Items listed in a dataset
+++

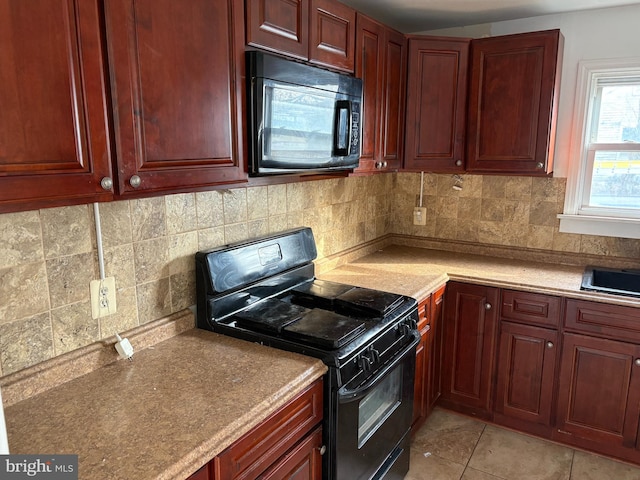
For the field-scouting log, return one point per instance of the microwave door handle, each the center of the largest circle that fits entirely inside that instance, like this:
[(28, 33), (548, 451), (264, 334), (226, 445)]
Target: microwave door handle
[(342, 128)]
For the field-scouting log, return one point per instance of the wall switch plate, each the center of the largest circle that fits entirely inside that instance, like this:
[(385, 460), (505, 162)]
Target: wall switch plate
[(419, 215), (103, 297)]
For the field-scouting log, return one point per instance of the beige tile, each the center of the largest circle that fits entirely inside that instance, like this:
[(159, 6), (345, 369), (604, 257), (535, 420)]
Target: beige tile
[(210, 212), (449, 436), (115, 222), (151, 259), (235, 233), (277, 199), (66, 230), (148, 218), (119, 263), (25, 342), (181, 213), (432, 467), (182, 250), (183, 290), (23, 290), (20, 239), (257, 203), (73, 327), (69, 278), (210, 238), (593, 467), (154, 300), (125, 318), (235, 205), (511, 455)]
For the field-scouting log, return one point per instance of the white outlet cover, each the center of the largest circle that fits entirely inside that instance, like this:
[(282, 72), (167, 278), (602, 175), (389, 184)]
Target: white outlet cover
[(98, 311)]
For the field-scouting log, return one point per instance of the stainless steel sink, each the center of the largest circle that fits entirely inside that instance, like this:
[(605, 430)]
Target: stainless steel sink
[(611, 280)]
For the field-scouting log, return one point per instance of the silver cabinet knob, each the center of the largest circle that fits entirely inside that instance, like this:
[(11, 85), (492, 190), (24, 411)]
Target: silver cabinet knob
[(106, 183), (135, 181)]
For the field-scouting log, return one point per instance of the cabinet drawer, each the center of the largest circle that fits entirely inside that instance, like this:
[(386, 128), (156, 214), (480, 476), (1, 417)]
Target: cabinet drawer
[(261, 447), (532, 308), (613, 321)]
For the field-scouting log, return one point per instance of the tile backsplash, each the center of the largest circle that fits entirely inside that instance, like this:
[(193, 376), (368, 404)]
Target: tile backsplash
[(48, 257)]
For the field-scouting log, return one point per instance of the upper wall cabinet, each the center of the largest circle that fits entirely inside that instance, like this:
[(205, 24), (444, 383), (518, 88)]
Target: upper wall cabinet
[(320, 31), (382, 65), (176, 77), (513, 101), (436, 104), (53, 126)]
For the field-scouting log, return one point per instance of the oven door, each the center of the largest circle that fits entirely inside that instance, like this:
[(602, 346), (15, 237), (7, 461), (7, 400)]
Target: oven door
[(373, 420)]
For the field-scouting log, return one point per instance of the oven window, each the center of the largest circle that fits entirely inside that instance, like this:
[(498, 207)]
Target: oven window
[(378, 404)]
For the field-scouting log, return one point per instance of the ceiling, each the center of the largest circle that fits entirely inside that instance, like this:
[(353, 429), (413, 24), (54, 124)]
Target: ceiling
[(412, 16)]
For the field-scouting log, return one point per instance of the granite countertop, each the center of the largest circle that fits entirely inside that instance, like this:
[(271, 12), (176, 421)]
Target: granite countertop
[(417, 272), (164, 414)]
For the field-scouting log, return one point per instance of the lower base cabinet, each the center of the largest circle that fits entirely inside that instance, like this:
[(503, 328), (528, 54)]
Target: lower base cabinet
[(287, 445)]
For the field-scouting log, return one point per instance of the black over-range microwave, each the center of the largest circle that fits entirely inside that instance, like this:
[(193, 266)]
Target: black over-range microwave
[(301, 118)]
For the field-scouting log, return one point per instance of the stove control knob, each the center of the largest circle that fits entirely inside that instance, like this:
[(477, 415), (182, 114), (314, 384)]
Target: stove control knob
[(364, 363), (374, 355)]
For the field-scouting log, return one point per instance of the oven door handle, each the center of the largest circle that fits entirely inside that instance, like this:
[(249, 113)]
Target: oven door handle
[(345, 395)]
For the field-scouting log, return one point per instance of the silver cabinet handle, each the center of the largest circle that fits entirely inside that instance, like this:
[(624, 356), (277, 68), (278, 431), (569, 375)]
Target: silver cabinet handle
[(106, 183), (135, 181)]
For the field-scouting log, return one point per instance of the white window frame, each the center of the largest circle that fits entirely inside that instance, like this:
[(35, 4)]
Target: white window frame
[(576, 217)]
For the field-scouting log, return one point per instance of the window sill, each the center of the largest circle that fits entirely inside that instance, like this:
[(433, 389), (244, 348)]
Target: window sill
[(603, 226)]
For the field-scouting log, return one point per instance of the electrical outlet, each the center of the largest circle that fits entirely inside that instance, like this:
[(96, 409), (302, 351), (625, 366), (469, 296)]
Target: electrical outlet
[(103, 297), (419, 215)]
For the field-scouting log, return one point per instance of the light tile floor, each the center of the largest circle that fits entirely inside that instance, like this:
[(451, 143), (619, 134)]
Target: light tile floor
[(454, 447)]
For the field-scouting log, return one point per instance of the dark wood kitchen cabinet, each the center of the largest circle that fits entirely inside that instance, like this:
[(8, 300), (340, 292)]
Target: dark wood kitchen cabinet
[(177, 84), (599, 395), (513, 100), (54, 134), (320, 31), (527, 358), (382, 65), (287, 445), (436, 104), (599, 386), (469, 324)]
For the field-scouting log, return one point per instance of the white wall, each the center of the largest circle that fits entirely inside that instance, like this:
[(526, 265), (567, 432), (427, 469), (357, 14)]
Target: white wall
[(589, 35)]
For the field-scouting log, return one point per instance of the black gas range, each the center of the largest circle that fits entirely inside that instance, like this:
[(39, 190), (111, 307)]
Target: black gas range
[(264, 290)]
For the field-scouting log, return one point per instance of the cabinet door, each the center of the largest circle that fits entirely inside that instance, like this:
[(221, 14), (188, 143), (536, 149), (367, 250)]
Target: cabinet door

+++

What to do
Leaving out any pictures, write the records above out exactly as they are.

Problem solution
For the field-scouting log, return one point per instance of the microwave door handle, each the center of the largest circle that fits entirely inside that instance, like this:
[(28, 33), (548, 451), (264, 334), (226, 445)]
Target: microwave door handle
[(342, 128)]
For the field-scouting log, return one point per instance of the wall switch plate, each the center of the largest circle that fits entirely inside that instance, like this:
[(385, 460), (505, 162)]
Target: wall switch plate
[(419, 215), (103, 297)]
For the field-scouting log, return one point per instance of the beige tile, each the center of the largest circle that fits entirely inside that instance, like this:
[(159, 6), (345, 369), (604, 257), (535, 420)]
Target: beige tile
[(210, 212), (449, 436), (115, 222), (151, 259), (235, 233), (277, 199), (66, 230), (148, 218), (119, 263), (25, 342), (181, 213), (432, 467), (182, 250), (183, 290), (23, 290), (20, 239), (257, 203), (73, 327), (69, 278), (210, 238), (593, 467), (154, 300), (125, 318), (235, 205), (511, 455)]
For the field-scouting log, return one point per instance of the white outlet cover, each the center of the largest circle that fits entirely inside that instance, like this:
[(282, 72), (167, 278), (602, 175), (389, 184)]
Target: white outlet cover
[(98, 311)]
For the field-scouting log, return one point per instance of the stainless steel sink, each the center of the largest circle that fits entirely inside that instance, like this:
[(605, 430)]
Target: stainless steel sink
[(611, 280)]
For the field-scouting log, return one point per instance of the silver cabinet knob, each the center of the largest circle that fits entirely inside that instance, like this:
[(11, 85), (492, 190), (24, 411)]
Target: silver cabinet knob
[(106, 183), (135, 181)]
For the field-scouting log, return one point per instance of the cabinet drawer, each the center of the largest circle that fits entirely inside that instance, like this:
[(386, 128), (156, 214), (480, 476), (1, 417)]
Target: cabinet drawer
[(261, 447), (532, 308), (613, 321)]
For the field-scouting log, return one point per instance of the tile backsplash, each the center of the largest circle that fits entirely inside that instance, like this:
[(193, 376), (368, 404)]
Target: tile backsplash
[(48, 257)]
For the field-scouting log, return one point per instance of the upper wall cabinet, each the center of the largest circle that fits entirely inside that instance, like this:
[(205, 24), (444, 383), (518, 88)]
Target: upper wall cabinet
[(320, 31), (382, 65), (176, 77), (513, 101), (436, 104), (53, 126)]
For the field-scouting log, return one point per instance of the oven door, each the center of the largest circle that fits entirely inside that instance, like this:
[(602, 346), (15, 237), (7, 461), (7, 400)]
Target: oven door
[(373, 420)]
For the field-scouting log, return one point per instance of the oven window, each the center of the largest circle that fits entirely inside that instance, like this:
[(498, 207)]
Target: oven window
[(378, 404)]
For the field-scouting log, return one point per instance of the ceiling, each the center of the largest circle that fits entirely inside that instance, like this:
[(353, 429), (413, 24), (54, 124)]
Target: ceiling
[(412, 16)]
For the field-scouting log, return one point per instance of the granite countertop, each the center of the largest circle that fits entirely inside that instance, like this:
[(271, 12), (176, 421)]
Target: granite countertop
[(417, 272), (164, 414)]
For the field-scouting log, return one point per instance of the lower base cabinet, each the center of the largest circle that fits entirely inside that instance, like this:
[(503, 328), (528, 54)]
Target: lower base cabinet
[(287, 445)]
For the field-scouting log, return one point per instance of the black over-range microwave, each the center of the largest circle that fits entirely inside that instance, like this:
[(193, 266)]
Target: black over-range microwave
[(301, 118)]
For the field-scouting log, return one point per instance of the stove control knob, each the center of the largest circle that fits entirely inside that instance, like this:
[(477, 415), (182, 114), (314, 384)]
Target: stove control knob
[(364, 363), (374, 355)]
For the field-scouting log, return one point per instance of the oven door handle, each the center of the largest circle that fits entirely inside that instance, like this:
[(249, 113)]
Target: oven door handle
[(345, 395)]
For the field-scouting log, return one point per instance of the silver cabinet handle, each the center of the largest circle that fits entirely inside that instance, like this:
[(624, 356), (277, 68), (278, 431), (569, 375)]
Target: silver cabinet handle
[(106, 183), (135, 181)]
For the field-scouting log, return one point per instance of the white window frame, each the center of the largest circle that fits entirely inside that instance, like this:
[(35, 4)]
Target: white window frame
[(576, 217)]
For the field-scouting log, return one point per instance of the window sill, each the center of the largest circle that fits entirely inside that instance, like this:
[(433, 389), (244, 348)]
Target: window sill
[(603, 226)]
For the field-scouting log, return one point per instance of the electrical outlet, each the center of the largest circle that fits entirely inside that instance, like this:
[(96, 409), (302, 351), (625, 366), (469, 296)]
Target: electrical outlet
[(103, 297), (419, 215)]
For the field-scouting log, return one point per instance of the light tile floor, each the center of the largest circle that fits entirely inside that instance, like this:
[(451, 143), (619, 134)]
Target: light tile floor
[(454, 447)]
For the field-scouting log, return one point per instance of the dark wood kitchen cabinet, each the center of the largest circle that fits entirely inside that instance, like this:
[(8, 300), (340, 292)]
Target: dark wood kitchen cabinet
[(177, 84), (599, 395), (513, 100), (54, 134), (320, 31), (527, 358), (382, 65), (287, 445), (436, 104), (599, 386), (469, 324)]
For the field-scouting log, return one point per instance of the white wall, each the center of the largest circle that fits entirely inside that instance, like this:
[(526, 265), (567, 432), (427, 469), (357, 14)]
Target: white wall
[(589, 35)]
For the field-scouting log, return one point per instance of the black gas range, each the center of the largest circle that fits entirely inside that instance, like this:
[(39, 190), (111, 307)]
Target: black gas range
[(264, 290)]
For the field-scouting log, return one point per instance of the cabinet door, each the center of the largest circle that fits entirely inside that instance, like this:
[(221, 14), (188, 143), (536, 149), (367, 250)]
Target: cabinet door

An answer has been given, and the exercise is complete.